(Stored entries)
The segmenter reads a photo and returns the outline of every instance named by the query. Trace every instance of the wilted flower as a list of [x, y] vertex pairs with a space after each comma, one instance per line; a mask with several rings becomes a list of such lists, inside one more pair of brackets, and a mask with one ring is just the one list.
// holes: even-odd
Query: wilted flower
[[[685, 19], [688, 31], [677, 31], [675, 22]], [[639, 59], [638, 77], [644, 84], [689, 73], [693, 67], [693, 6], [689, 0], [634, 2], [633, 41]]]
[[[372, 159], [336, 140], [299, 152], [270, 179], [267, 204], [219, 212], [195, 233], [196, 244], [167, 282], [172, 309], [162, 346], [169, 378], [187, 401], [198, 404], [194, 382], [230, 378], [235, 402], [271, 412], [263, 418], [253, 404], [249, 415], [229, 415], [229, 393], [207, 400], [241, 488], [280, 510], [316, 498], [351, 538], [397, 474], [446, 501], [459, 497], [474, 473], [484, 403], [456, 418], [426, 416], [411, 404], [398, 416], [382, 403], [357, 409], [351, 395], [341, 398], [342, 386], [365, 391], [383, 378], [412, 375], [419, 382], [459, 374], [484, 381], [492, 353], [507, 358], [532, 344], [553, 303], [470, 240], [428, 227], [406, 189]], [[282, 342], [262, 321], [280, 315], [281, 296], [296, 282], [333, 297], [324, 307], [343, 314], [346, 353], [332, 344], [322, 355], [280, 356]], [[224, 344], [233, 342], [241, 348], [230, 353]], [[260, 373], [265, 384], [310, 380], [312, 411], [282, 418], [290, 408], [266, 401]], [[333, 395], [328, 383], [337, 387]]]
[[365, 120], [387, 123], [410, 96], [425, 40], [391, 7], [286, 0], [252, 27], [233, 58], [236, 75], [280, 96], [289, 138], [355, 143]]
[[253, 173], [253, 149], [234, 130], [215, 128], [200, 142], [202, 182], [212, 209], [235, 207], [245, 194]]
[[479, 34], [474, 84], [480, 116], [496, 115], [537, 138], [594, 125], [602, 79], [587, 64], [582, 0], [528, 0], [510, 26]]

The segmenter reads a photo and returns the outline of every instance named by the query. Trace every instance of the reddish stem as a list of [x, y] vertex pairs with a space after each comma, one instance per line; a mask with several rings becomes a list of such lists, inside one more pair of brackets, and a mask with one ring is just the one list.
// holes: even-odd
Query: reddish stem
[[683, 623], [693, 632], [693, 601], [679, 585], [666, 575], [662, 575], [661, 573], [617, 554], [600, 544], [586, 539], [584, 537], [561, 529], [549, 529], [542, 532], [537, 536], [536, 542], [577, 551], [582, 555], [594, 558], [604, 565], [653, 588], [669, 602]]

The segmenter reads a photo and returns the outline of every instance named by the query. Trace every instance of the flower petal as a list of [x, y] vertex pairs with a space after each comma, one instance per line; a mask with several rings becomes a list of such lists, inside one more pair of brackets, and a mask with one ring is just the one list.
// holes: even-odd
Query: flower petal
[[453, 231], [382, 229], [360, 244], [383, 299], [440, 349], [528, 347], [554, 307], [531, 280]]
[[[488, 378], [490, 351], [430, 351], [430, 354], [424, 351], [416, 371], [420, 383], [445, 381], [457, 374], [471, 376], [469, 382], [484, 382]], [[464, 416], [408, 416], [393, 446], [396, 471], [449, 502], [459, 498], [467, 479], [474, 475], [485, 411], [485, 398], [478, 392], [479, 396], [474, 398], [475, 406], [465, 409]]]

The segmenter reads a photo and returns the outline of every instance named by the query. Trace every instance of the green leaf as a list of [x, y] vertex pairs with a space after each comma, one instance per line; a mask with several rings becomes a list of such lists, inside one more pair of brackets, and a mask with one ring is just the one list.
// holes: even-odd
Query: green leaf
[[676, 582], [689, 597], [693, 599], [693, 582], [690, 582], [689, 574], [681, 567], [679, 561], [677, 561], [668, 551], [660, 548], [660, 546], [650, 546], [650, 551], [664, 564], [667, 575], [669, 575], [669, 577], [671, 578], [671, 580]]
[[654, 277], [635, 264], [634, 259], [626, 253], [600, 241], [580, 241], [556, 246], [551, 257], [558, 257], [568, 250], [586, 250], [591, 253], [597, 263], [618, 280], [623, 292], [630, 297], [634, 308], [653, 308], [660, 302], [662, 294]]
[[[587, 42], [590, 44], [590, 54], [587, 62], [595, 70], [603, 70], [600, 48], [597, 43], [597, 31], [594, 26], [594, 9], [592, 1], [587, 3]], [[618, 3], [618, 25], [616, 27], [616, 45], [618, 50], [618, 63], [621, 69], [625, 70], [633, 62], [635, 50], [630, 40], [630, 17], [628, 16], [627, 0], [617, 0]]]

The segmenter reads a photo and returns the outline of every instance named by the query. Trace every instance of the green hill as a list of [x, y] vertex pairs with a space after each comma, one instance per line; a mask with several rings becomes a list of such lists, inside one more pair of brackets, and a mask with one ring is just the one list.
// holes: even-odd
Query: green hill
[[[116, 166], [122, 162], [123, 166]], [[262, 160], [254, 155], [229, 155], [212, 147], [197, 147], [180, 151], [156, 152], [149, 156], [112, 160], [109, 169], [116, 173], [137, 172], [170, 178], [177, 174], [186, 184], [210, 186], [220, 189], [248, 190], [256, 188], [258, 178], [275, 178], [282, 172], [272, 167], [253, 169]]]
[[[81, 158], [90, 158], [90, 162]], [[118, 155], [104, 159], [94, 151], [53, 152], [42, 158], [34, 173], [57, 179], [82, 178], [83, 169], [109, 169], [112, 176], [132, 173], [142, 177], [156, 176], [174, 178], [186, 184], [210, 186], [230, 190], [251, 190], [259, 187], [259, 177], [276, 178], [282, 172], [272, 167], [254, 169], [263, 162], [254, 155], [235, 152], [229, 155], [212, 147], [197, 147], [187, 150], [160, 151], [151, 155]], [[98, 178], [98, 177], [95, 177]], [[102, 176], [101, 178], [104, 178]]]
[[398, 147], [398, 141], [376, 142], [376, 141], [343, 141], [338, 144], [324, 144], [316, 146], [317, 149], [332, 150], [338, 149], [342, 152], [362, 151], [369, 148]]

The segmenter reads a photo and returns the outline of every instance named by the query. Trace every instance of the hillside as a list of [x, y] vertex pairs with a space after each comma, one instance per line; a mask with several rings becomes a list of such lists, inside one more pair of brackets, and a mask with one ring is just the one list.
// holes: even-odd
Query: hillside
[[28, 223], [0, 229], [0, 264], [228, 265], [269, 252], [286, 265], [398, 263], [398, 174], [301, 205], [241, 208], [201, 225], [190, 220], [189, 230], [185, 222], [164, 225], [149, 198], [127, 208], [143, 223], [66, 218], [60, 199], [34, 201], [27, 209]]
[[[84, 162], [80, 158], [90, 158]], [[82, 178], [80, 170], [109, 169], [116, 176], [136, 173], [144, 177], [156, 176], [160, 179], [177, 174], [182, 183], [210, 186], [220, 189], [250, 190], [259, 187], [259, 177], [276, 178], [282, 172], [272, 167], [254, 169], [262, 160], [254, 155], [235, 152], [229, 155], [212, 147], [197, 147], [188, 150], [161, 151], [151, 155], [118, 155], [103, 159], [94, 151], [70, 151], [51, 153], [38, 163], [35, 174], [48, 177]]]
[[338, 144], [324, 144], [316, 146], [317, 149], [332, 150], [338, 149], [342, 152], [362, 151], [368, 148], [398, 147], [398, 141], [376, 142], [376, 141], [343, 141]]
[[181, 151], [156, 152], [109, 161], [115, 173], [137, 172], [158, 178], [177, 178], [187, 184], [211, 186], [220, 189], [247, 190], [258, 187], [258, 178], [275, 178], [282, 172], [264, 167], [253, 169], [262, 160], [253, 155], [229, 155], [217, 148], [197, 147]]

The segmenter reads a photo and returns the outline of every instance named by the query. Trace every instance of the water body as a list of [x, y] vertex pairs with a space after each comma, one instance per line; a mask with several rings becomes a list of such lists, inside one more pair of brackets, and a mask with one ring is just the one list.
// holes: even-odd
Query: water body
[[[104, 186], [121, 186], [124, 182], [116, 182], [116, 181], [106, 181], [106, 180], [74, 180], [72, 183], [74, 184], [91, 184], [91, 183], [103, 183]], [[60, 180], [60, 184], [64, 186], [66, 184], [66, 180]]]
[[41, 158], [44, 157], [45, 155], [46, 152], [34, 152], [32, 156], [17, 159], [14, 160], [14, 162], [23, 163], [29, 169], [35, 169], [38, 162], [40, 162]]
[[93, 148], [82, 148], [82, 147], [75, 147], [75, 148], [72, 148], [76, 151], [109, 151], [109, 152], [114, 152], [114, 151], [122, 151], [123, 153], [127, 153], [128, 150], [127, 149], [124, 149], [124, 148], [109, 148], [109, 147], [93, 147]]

■ **Written problem**:
Copy the listing from its first line through the line containing "0], [510, 26]]", both ends included.

■ **Result for this exercise**:
The segmenter reads a photo and returns the outline of every instance named by the query. Trace every instance of the wilted flower as a list of [x, y] vertex pairs with a space after each comma, one instance per line; a mask with several rings becomes a list of such lists, inside one more pair of brackets, and a mask with one ring is just the one list.
// holes: even-odd
Query: wilted flower
[[[685, 19], [688, 31], [677, 31], [675, 22]], [[639, 59], [638, 77], [644, 84], [689, 73], [693, 67], [693, 6], [689, 0], [634, 2], [633, 41]]]
[[[372, 159], [336, 140], [299, 152], [270, 179], [267, 204], [219, 212], [195, 233], [196, 244], [167, 282], [172, 309], [162, 346], [169, 378], [187, 401], [198, 404], [194, 382], [230, 378], [235, 402], [271, 412], [263, 418], [253, 404], [249, 415], [229, 415], [229, 393], [207, 400], [241, 488], [280, 510], [316, 498], [351, 538], [397, 474], [446, 501], [459, 497], [474, 473], [484, 403], [456, 418], [426, 416], [411, 404], [398, 416], [382, 403], [357, 409], [351, 395], [341, 398], [342, 386], [365, 391], [383, 378], [412, 375], [419, 382], [459, 374], [484, 381], [492, 353], [507, 358], [532, 344], [553, 303], [470, 240], [428, 227], [406, 189]], [[282, 342], [262, 321], [280, 315], [281, 296], [296, 282], [333, 297], [324, 307], [343, 314], [346, 353], [332, 344], [322, 355], [280, 356]], [[224, 344], [233, 342], [241, 348], [230, 353]], [[260, 373], [265, 384], [310, 380], [312, 411], [282, 418], [290, 408], [266, 401]], [[333, 395], [328, 383], [337, 387]]]
[[365, 120], [387, 123], [410, 96], [425, 40], [391, 7], [286, 0], [252, 27], [233, 58], [236, 75], [280, 96], [289, 138], [355, 143]]
[[253, 173], [253, 149], [234, 130], [215, 128], [200, 142], [202, 182], [212, 209], [235, 207], [245, 194]]
[[479, 34], [474, 84], [480, 116], [496, 115], [537, 138], [594, 125], [602, 79], [587, 64], [582, 0], [528, 0], [510, 26]]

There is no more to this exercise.